=== Requirement ===
Return, unchanged, everything from the line containing "[tag] flower stamen (a dot for each instance)" down to the final line below, with both of those lines included.

══════════

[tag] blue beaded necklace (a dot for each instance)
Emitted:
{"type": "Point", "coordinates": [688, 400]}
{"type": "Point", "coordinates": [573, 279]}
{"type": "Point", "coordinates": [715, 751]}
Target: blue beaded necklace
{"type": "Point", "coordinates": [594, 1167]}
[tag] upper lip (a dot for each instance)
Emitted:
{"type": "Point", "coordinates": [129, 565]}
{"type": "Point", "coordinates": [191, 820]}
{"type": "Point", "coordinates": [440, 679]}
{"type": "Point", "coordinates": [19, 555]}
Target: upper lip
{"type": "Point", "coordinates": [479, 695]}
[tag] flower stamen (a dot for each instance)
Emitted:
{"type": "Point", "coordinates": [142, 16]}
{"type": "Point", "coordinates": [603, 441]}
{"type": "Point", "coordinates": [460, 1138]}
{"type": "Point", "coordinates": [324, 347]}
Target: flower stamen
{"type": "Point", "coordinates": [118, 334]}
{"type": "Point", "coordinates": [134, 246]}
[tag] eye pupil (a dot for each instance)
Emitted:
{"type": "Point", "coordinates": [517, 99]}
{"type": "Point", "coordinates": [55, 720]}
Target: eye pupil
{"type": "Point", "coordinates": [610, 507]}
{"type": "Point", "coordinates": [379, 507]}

══════════

=== Result ===
[tag] flower stamen (a dot for each instance)
Emitted:
{"type": "Point", "coordinates": [142, 16]}
{"type": "Point", "coordinates": [603, 441]}
{"type": "Point", "coordinates": [460, 1138]}
{"type": "Point", "coordinates": [324, 347]}
Target: flower stamen
{"type": "Point", "coordinates": [118, 334]}
{"type": "Point", "coordinates": [134, 246]}
[tag] eye pupil (a dot for each instance)
Emitted:
{"type": "Point", "coordinates": [517, 99]}
{"type": "Point", "coordinates": [55, 720]}
Target: eye pupil
{"type": "Point", "coordinates": [610, 507]}
{"type": "Point", "coordinates": [379, 507]}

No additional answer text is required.